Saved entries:
-*-*-
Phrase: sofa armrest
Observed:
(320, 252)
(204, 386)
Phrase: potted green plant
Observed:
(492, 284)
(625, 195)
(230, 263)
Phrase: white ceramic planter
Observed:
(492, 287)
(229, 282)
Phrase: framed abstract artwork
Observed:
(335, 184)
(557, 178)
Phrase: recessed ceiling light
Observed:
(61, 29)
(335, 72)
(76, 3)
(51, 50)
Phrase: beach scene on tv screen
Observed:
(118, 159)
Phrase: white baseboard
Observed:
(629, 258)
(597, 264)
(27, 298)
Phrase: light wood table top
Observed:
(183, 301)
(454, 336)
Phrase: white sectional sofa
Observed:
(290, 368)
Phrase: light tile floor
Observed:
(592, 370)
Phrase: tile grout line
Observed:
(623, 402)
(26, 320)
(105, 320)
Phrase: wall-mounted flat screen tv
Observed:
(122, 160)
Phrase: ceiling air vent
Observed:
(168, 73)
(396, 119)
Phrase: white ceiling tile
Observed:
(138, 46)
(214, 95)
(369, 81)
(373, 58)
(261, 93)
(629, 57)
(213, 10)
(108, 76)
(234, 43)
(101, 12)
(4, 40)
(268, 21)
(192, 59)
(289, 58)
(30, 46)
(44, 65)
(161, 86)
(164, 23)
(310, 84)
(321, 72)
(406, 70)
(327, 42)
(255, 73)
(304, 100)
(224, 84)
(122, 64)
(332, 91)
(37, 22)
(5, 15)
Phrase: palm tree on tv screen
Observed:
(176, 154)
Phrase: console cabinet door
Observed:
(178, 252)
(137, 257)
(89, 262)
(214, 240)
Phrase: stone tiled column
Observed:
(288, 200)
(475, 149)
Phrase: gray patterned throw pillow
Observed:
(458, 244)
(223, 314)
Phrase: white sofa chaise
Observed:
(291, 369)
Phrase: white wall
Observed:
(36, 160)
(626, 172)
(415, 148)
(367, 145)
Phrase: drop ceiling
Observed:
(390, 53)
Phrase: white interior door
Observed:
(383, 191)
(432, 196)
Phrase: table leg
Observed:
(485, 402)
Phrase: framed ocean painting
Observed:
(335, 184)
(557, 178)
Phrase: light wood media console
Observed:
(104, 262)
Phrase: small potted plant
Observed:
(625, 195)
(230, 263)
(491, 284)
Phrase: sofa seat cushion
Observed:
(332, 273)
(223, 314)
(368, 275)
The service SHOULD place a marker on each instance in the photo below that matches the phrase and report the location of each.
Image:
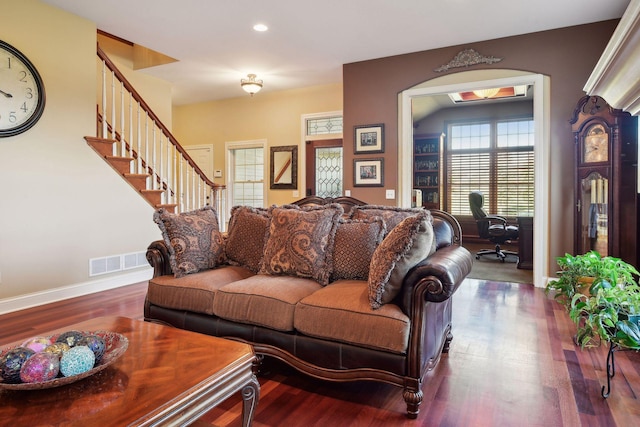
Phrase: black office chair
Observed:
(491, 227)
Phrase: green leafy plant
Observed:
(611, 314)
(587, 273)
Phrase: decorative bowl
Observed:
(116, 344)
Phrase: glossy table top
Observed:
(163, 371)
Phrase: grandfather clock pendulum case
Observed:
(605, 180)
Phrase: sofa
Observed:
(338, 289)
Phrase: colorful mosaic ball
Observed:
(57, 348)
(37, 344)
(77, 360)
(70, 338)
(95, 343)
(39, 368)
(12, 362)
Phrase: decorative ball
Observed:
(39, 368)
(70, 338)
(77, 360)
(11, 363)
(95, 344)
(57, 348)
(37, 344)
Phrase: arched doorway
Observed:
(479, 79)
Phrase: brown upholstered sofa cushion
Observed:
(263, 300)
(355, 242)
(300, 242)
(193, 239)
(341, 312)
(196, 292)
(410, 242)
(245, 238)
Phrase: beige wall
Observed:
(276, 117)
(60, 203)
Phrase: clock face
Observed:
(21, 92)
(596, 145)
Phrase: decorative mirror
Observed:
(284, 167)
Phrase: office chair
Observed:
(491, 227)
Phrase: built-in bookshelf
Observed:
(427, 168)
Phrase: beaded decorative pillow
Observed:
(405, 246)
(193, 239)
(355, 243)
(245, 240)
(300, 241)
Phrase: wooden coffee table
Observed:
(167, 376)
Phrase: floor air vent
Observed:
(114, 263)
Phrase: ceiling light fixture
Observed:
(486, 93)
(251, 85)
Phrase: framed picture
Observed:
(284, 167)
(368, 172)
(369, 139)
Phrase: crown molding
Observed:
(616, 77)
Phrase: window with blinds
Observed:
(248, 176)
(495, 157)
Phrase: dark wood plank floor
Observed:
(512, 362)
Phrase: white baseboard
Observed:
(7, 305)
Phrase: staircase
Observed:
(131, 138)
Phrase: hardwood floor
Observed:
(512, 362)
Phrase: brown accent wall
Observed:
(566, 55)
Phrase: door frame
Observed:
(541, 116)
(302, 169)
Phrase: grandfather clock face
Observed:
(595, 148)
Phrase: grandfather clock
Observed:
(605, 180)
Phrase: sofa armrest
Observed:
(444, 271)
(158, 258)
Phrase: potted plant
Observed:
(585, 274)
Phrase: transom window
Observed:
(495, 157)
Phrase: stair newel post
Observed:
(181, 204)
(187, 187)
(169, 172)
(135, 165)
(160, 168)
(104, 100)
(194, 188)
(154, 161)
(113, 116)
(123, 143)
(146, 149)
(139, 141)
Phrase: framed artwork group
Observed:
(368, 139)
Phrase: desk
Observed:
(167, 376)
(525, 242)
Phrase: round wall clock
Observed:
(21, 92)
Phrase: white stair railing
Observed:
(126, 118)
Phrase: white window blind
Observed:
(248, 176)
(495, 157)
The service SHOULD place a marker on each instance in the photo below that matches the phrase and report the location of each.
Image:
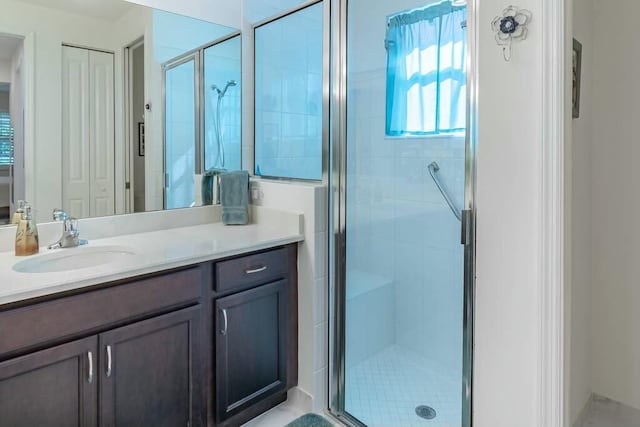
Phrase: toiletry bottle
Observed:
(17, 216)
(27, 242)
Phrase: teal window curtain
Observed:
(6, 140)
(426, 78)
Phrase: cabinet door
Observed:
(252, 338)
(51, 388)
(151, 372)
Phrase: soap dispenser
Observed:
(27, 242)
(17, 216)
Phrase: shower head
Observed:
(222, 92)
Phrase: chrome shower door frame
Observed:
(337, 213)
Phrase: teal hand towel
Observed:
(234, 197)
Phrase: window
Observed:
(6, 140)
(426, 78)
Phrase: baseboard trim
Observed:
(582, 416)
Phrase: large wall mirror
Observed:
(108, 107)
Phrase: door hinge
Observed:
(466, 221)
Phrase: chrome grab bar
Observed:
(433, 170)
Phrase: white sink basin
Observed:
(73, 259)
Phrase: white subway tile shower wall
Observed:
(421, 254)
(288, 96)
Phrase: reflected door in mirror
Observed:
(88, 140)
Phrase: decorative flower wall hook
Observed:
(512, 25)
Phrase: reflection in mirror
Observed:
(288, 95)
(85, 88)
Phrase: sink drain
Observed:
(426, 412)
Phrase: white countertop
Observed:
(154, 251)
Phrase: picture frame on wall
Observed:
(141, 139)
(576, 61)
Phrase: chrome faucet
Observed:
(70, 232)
-*-*-
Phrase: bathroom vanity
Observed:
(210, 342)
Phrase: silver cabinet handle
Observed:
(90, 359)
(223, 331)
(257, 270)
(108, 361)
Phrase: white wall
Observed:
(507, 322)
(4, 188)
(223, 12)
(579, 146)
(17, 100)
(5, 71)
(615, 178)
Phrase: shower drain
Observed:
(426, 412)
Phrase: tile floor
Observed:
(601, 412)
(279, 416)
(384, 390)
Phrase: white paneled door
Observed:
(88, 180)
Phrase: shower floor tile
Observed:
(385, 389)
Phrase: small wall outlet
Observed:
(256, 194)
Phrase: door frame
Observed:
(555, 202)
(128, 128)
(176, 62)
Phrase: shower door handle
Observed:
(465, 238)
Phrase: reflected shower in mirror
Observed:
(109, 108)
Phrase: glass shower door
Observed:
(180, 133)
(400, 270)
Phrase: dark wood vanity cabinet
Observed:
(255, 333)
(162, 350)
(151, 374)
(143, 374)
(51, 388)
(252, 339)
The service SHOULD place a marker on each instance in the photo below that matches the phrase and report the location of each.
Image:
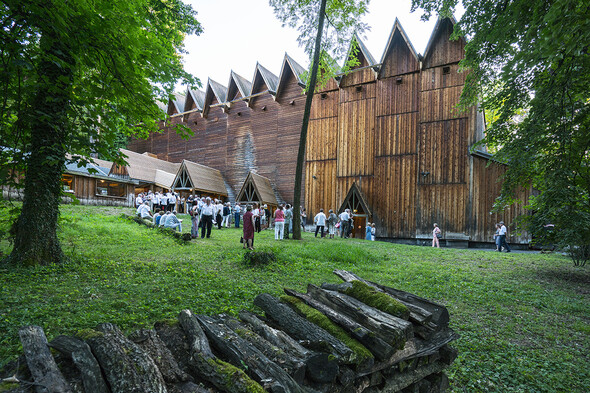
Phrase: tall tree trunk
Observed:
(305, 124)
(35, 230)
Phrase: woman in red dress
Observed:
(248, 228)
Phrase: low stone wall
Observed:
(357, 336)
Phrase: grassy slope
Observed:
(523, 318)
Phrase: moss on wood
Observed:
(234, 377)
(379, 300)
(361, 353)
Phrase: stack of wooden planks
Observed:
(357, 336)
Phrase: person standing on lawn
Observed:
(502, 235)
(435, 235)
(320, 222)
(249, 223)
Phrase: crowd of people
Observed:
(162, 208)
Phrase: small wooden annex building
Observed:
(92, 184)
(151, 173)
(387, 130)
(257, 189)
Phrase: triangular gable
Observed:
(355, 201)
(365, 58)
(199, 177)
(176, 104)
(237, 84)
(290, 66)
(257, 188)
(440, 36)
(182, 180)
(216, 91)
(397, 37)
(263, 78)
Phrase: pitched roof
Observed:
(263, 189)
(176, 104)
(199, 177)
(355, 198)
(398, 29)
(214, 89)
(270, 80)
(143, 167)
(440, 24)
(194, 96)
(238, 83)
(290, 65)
-*-*-
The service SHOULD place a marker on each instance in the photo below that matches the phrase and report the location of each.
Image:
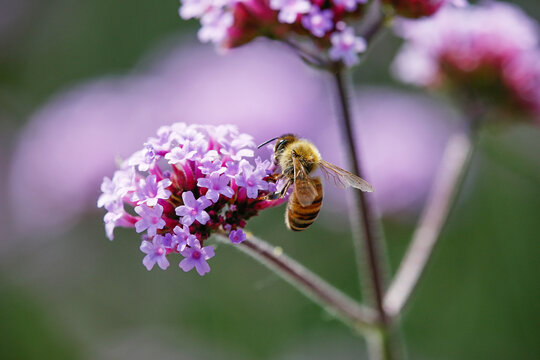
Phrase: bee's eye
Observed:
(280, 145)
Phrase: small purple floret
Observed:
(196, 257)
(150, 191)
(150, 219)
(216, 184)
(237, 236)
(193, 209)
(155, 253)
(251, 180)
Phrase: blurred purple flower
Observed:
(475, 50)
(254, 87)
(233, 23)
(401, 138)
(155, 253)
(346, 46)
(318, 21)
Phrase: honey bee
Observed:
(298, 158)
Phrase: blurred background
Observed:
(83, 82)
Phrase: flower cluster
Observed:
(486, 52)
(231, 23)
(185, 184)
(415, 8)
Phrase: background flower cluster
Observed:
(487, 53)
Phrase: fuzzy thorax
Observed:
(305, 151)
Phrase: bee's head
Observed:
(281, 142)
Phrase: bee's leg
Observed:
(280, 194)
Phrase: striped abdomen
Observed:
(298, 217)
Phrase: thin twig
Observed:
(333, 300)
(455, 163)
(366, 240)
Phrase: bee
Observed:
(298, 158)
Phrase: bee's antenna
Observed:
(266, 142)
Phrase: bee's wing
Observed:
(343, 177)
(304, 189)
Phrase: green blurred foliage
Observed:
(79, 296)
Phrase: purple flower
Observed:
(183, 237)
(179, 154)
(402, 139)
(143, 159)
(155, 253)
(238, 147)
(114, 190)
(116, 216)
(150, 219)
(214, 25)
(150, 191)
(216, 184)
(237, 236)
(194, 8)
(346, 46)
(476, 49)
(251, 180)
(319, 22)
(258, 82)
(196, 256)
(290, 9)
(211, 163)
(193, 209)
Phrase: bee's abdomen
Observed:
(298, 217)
-*-*-
_What needs to be done_. From the data, collect all lines where the string "console" appears.

_Solution for this task_.
Phrase: console cabinet door
Phrase: light wood media console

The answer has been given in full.